**Exercise details**
Copy the first line of the material below and every later line through the line containing "Task: identify the wicker sofa", without any other output.

**Task material**
________________________

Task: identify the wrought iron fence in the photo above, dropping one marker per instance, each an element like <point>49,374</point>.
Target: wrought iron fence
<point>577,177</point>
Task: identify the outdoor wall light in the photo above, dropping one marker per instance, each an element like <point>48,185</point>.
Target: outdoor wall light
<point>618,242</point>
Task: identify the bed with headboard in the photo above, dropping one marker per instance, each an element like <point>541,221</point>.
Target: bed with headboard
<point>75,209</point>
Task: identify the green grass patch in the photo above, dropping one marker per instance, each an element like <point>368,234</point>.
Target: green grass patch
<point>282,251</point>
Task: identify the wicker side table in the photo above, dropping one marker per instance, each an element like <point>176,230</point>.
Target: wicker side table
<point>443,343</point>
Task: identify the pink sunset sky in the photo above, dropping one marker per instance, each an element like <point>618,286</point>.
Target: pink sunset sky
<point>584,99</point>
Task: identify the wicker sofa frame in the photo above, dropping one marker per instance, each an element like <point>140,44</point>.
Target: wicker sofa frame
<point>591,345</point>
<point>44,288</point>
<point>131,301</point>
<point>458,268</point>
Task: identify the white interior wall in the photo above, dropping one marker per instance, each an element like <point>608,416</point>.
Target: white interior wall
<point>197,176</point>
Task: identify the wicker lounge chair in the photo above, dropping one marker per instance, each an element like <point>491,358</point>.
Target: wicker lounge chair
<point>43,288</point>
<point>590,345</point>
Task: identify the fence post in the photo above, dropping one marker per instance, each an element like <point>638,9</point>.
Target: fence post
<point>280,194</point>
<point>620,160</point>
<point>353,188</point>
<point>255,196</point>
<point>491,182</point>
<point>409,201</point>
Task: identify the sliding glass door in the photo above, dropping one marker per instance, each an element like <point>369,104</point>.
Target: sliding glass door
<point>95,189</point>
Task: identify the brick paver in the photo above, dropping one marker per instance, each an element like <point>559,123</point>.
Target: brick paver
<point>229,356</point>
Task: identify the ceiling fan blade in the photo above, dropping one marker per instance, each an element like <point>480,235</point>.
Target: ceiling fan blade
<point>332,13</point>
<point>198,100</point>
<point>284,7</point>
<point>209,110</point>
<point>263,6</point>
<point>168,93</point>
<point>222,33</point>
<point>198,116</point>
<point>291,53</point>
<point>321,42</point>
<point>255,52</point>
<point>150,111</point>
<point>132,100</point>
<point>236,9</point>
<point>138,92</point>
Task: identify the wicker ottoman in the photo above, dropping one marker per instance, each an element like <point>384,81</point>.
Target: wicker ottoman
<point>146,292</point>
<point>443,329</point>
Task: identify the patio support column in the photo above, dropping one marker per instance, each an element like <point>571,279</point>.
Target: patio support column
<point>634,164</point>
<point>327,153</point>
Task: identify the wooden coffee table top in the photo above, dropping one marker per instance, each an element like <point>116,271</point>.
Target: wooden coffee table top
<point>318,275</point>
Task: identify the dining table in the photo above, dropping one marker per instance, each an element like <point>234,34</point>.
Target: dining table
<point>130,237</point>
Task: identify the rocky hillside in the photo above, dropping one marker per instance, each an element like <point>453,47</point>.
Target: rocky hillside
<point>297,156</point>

________________________

**Written response**
Task: identify the wrought iron fence in the photo above, dropping one marker per instance, each an element like <point>49,374</point>.
Target: wrought iron fence
<point>577,177</point>
Task: identify the outdoor wall light in the photo above, dropping one marker per instance, each an element like <point>48,185</point>.
Target: outdoor wall light
<point>618,242</point>
Task: identify the bed with headboard in the photo above, dropping one marker per instance, each an element like <point>541,221</point>.
Target: bed with headboard
<point>75,209</point>
Task: identify the green grass patch in the photo above, dropping one marker per instance, each an element like <point>368,234</point>.
Target: green grass patch
<point>282,251</point>
Task: identify the wicker side table in the photo above, dropping one marker per instance, each an element like <point>176,230</point>.
Target: wicker side table
<point>443,343</point>
Task: identify the pink sunset sky in the photo above, dropping one marker per instance, each an element like <point>618,286</point>.
Target: pink sunset sky
<point>584,99</point>
Task: identify the wicker sofa frame in the photo above, dropping one marker per instance, each an element like <point>140,44</point>.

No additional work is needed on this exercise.